## [Texto de página]
Por considerarlo de especial importancia reproducimos textualmente un comentario editado por el Períodico Clarín de Argentina.
Una reivindicación al pueblo sefaradí, 520 años después
España anunció que otorgará la nacionalidad a los descendientes de los judíos expulsados en 1492. Hay miles de argentinos que pueden ser beneficiados por la medida. El impacto en la comunidad.
Buenos Aires, 1928. A partir del siglo XX, los sefaradíes llegaron desde Grecia, Damasco y Beirut.
No fue más que otro de los episodios de la saga de persecuciones y resistencias que a través de los siglos debieron enfrentar los judíos en todo el mundo: el 31 de marzo de 1492, los reyes católicos Fernando e Isabel firmaron en Granada el edicto de expulsión de España de todos los hijos de David. Sólo había una opción para evitarla: convertirse al catolicismo.
Aquella dolorosa elección entre el exilio y la humillación causó una historia de éxodos, travesías, simulaciones y estrategias de supervivencia religiosa y cultural que, quinientos veinte años después, está a punto de cerrarse sobre sí misma. Bajo un par de burocráticos sellos de la Cancillería y el Ministerio de Justicia, el gobierno de España anunció la semana pasada que le devolverá la ciudadanía española a los descendientes de aquellos desterrados. Miles de ellos viven en Argentina.
Mientras la sombra de la Inquisición se proyectaba sobre Europa, su intérprete en España, Tomás de Torquemada, inspiró el decreto por el cual se establecía un plazo de cuatro meses para “limpiar” de judíos esa tierra.
Muchos partieron hacia la vecina Portugal, porque les permitía mantenerse en contacto con quienes habían aceptado cristianizarse para evitar la hoguera.
El consuelo sirvió de poco: cuatro años después, el rey Manuel I sucumbió a la presión de sus pares españoles y repitió la operación antisemita. Otra vez, a levantar las casas y partir. O a disimular una identidad ancestral bajo el traslúcido ropaje de un bautismo oportuno, un ajuste en la grafía del apellido o el más conveniente cambio de identidad nominal.
Los “judíos conversos” –como los llamaron algunos historiadores– es el título de la exhaustiva investigación del argentino Mario Javier Saban.

## [Extractos de datos]

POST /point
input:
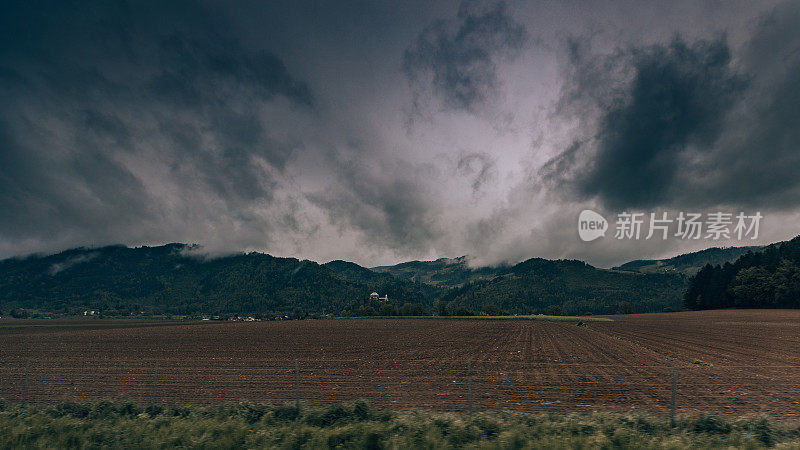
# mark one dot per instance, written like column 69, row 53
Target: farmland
column 740, row 362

## [Preguntas del material]
1. Según el artículo sobre el pueblo sefaradí, ¿en qué ciudad firmaron los reyes católicos el edicto de expulsión?
2. Resume en dos oraciones el párrafo del artículo sobre el pueblo sefaradí que empieza con "El consuelo sirvió de poco".
3. Prolonga el artículo sobre el pueblo sefaradí a partir de su última oración.
Las líneas no hacen falta para resolver nada de esto.

## [Respuestas de actividades]
1. En Granada.

2. Cuatro años después, el rey Manuel I cedió a la presión de los reyes españoles y repitió la medida antisemita. Los judíos tuvieron que marcharse otra vez u ocultar su identidad con un bautismo, un ajuste en la grafía del apellido o un cambio de nombre.

3.
En ella se dilucida el camino que llevó a decenas de judíos a mezclarse entre los adelantados y conquistadores de América para licuar las sospechas en su contra, o para mantener viva la llama de su fe lejos del huracán inquisidor. Fue una guerra de posiciones, regada de desconfianzas y traiciones.
En 1580, el portugués Pedro Díaz participa de la segunda fundación de Buenos Aires. Dos años después, fray Francisco de Vitoria, obispo de Tucumán, es denunciado como judaizante: sobre él pesa la duda de que su conversión no fue sincera. La misma duda arrastraba su primo Martín Hernández, hasta que se disipó en el crepitar de una hoguera. Más portugueses sospechosos llegan a Buenos Aires: comerciantes, banqueros y sobre todo médicos. De los primeros 25 que tuvo la ciudad la mitad eran judíos mal disimulados.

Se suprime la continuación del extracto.